## WORK ITEM:
Set down again each entry exactly as it reads, pictures excluded.
------------------------------------
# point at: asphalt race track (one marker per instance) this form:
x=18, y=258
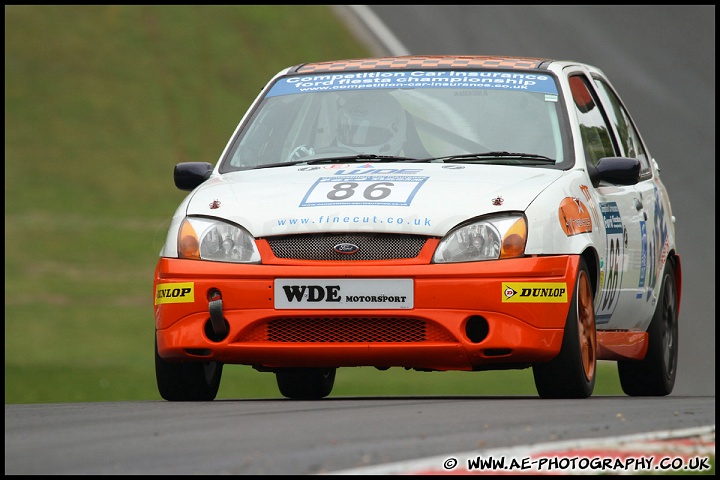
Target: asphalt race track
x=662, y=61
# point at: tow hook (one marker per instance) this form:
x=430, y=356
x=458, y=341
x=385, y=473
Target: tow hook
x=217, y=320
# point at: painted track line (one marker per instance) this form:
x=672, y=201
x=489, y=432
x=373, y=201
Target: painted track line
x=673, y=444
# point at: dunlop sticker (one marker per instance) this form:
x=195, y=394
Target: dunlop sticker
x=534, y=292
x=175, y=293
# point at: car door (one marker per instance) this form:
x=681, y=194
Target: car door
x=621, y=213
x=655, y=212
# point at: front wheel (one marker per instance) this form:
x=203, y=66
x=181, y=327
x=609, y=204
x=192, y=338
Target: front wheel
x=305, y=383
x=654, y=376
x=187, y=381
x=572, y=373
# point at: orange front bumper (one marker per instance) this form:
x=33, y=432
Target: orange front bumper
x=462, y=317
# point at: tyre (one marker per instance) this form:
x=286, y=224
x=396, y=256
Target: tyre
x=305, y=383
x=572, y=373
x=654, y=376
x=187, y=381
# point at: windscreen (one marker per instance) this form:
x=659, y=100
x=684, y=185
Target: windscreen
x=410, y=114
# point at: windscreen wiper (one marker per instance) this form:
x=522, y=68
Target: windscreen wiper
x=490, y=156
x=364, y=157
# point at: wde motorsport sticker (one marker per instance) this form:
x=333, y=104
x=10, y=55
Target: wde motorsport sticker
x=534, y=292
x=175, y=293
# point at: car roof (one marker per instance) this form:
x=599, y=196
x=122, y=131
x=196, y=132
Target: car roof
x=426, y=61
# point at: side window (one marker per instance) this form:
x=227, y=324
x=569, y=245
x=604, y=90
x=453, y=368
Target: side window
x=596, y=138
x=629, y=139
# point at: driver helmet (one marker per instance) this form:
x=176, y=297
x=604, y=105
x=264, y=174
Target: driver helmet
x=371, y=122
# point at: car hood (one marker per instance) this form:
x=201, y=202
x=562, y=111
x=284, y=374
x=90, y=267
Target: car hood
x=423, y=199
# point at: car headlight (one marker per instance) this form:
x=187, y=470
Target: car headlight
x=215, y=240
x=502, y=236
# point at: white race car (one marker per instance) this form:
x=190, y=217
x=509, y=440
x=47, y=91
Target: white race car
x=425, y=212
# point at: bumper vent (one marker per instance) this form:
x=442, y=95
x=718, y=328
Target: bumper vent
x=370, y=246
x=347, y=330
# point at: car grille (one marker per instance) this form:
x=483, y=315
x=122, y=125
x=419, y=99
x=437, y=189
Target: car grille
x=371, y=246
x=347, y=330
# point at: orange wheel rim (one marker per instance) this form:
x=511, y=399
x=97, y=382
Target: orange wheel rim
x=586, y=325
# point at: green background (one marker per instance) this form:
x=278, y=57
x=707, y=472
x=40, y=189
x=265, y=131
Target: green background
x=100, y=103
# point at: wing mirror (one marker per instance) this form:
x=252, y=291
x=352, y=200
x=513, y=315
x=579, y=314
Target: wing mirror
x=189, y=175
x=615, y=170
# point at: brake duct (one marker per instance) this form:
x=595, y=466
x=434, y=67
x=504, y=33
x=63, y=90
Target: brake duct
x=217, y=320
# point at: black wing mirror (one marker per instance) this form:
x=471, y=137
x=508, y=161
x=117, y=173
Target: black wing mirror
x=615, y=170
x=189, y=175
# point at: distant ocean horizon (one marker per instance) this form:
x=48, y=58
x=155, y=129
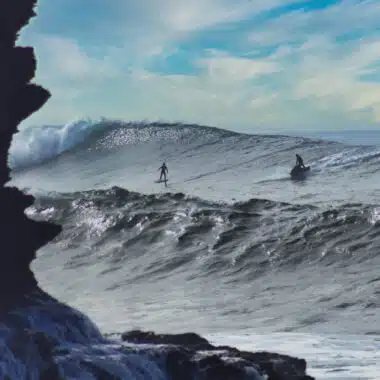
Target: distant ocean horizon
x=231, y=248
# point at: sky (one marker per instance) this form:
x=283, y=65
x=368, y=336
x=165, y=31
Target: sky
x=246, y=65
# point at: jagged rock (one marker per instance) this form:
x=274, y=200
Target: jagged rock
x=188, y=354
x=186, y=339
x=274, y=366
x=19, y=98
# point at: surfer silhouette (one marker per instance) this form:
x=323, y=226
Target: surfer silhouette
x=299, y=161
x=164, y=170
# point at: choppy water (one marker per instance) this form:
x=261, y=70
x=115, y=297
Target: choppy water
x=231, y=248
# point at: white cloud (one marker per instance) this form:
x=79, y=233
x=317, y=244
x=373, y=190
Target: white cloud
x=308, y=80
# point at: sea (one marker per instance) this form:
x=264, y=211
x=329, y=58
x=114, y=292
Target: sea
x=230, y=247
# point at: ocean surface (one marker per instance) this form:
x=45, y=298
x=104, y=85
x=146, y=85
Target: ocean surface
x=230, y=247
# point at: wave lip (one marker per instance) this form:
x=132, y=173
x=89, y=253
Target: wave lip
x=34, y=145
x=37, y=144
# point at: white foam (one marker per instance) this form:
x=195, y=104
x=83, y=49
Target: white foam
x=34, y=145
x=337, y=357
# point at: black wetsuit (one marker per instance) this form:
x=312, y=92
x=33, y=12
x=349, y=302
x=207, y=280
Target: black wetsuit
x=300, y=161
x=164, y=170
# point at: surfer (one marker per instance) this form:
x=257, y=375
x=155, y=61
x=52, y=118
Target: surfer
x=299, y=162
x=164, y=170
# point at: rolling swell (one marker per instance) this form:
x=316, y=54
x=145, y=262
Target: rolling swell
x=37, y=144
x=240, y=240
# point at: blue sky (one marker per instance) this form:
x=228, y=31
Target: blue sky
x=247, y=65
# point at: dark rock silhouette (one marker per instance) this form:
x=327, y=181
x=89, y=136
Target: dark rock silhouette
x=19, y=98
x=182, y=363
x=37, y=331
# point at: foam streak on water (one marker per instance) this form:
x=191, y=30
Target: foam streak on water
x=231, y=244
------------------------------------
## SOLUTION FOR THIS EXERCISE:
# point at: asphalt race track (one marker per instance) this form:
x=18, y=258
Target: asphalt race track
x=662, y=61
# point at: tow hook (one marker per instance) this form:
x=430, y=356
x=458, y=341
x=385, y=473
Target: tow hook
x=217, y=320
# point at: painted track line (one marker per instance) this form:
x=672, y=201
x=489, y=432
x=373, y=201
Target: painted track line
x=673, y=444
# point at: dunlop sticker (one marker per instance) this form:
x=195, y=394
Target: dunlop sticker
x=534, y=292
x=175, y=293
# point at: car door (one marker per instance) this form:
x=681, y=194
Target: car door
x=621, y=213
x=655, y=212
# point at: front wheel (one marker per instance) this form:
x=203, y=66
x=181, y=327
x=609, y=204
x=192, y=338
Target: front wheel
x=305, y=383
x=654, y=376
x=187, y=381
x=572, y=373
# point at: orange front bumper (one marker per instance) this form:
x=33, y=432
Target: orange front bumper
x=462, y=317
# point at: tyre (one marker per instance) this form:
x=286, y=224
x=396, y=256
Target: tyre
x=305, y=383
x=572, y=373
x=654, y=376
x=187, y=381
# point at: windscreen (one marker per instance) this form:
x=659, y=100
x=684, y=185
Target: windscreen
x=410, y=114
# point at: windscreen wiper (one marker per instance) this form:
x=522, y=68
Target: windscreen wiper
x=490, y=156
x=364, y=157
# point at: wde motorsport sticker (one marker per instance) this form:
x=333, y=104
x=10, y=55
Target: wde motorsport sticker
x=534, y=292
x=175, y=293
# point at: car roof (one marker per instance) this form:
x=599, y=196
x=122, y=131
x=196, y=132
Target: car roof
x=426, y=61
# point at: side window (one marker per instance) this form:
x=227, y=324
x=569, y=245
x=604, y=90
x=453, y=368
Target: side window
x=596, y=138
x=629, y=139
# point at: driver helmet (one marker per instance) this form:
x=176, y=297
x=604, y=105
x=264, y=174
Target: driver helmet
x=371, y=122
# point at: car hood (one marker per instance) this form:
x=201, y=202
x=562, y=111
x=284, y=374
x=90, y=267
Target: car hood
x=423, y=199
# point at: car headlight (one marker per instance) this form:
x=187, y=470
Target: car headlight
x=215, y=240
x=502, y=236
# point at: white race car (one marker per instance) this form:
x=190, y=217
x=509, y=440
x=47, y=91
Target: white race car
x=425, y=212
# point at: bumper vent (one marker per instance) this form:
x=442, y=95
x=718, y=328
Target: bumper vent
x=370, y=246
x=347, y=330
# point at: car grille (one marker per instance) this form:
x=483, y=315
x=122, y=125
x=419, y=99
x=437, y=189
Target: car grille
x=371, y=246
x=347, y=330
# point at: orange wheel rim (one marker per instance) this form:
x=511, y=399
x=97, y=382
Target: orange wheel rim
x=586, y=325
# point at: green background (one marker per instance) this form:
x=278, y=57
x=707, y=472
x=40, y=189
x=265, y=131
Target: green background
x=100, y=103
# point at: wing mirror (one marker per instance) this form:
x=252, y=291
x=352, y=200
x=513, y=315
x=579, y=314
Target: wing mirror
x=189, y=175
x=615, y=170
# point at: brake duct (one marker per instance) this form:
x=595, y=466
x=434, y=67
x=504, y=33
x=63, y=90
Target: brake duct
x=217, y=320
# point at: black wing mirror (one marker per instance) this form:
x=471, y=137
x=508, y=161
x=117, y=173
Target: black wing mirror
x=615, y=170
x=189, y=175
# point at: distant ocean horizon (one marker per instance) this form:
x=48, y=58
x=155, y=129
Target: distant ocean horizon
x=231, y=248
# point at: sky (one marker per instance) this form:
x=283, y=65
x=368, y=336
x=165, y=31
Target: sky
x=246, y=65
# point at: jagged rock (one marker per instance) this form:
x=274, y=200
Target: jagged rock
x=188, y=354
x=186, y=339
x=274, y=366
x=19, y=98
# point at: surfer silhouette (one marker per instance) this form:
x=323, y=226
Target: surfer silhouette
x=299, y=161
x=164, y=170
# point at: choppy water (one marker per instance) this form:
x=261, y=70
x=115, y=297
Target: choppy water
x=231, y=248
# point at: white cloud (one marker per instance) this form:
x=79, y=233
x=317, y=244
x=373, y=190
Target: white cloud
x=308, y=80
# point at: sea (one marker per instance) this form:
x=264, y=211
x=329, y=58
x=114, y=292
Target: sea
x=230, y=247
# point at: ocean surface (one marker per instance) this form:
x=45, y=298
x=104, y=85
x=146, y=85
Target: ocean surface
x=230, y=247
# point at: wave lip (one marker per instance) this form:
x=132, y=173
x=89, y=253
Target: wave lip
x=34, y=145
x=37, y=144
# point at: white foam (one marker per instance) this form:
x=195, y=104
x=83, y=49
Target: white foam
x=34, y=145
x=337, y=357
# point at: black wetsuit (one marker per instance) this form:
x=312, y=92
x=33, y=12
x=349, y=302
x=207, y=280
Target: black wetsuit
x=300, y=161
x=164, y=170
# point at: surfer (one marker per instance) this form:
x=257, y=375
x=155, y=61
x=52, y=118
Target: surfer
x=299, y=162
x=164, y=170
# point at: rolling swell (one marker per instance) this form:
x=316, y=54
x=145, y=262
Target: rolling swell
x=37, y=144
x=240, y=240
# point at: blue sky (one marker per instance) this form:
x=228, y=31
Target: blue sky
x=247, y=65
# point at: dark rock silhouette (one marker per instance) this form:
x=327, y=181
x=89, y=136
Target: dark rock silhouette
x=19, y=98
x=182, y=363
x=37, y=331
# point at: foam streak on water (one marker per instance) this form:
x=191, y=30
Target: foam streak on water
x=231, y=244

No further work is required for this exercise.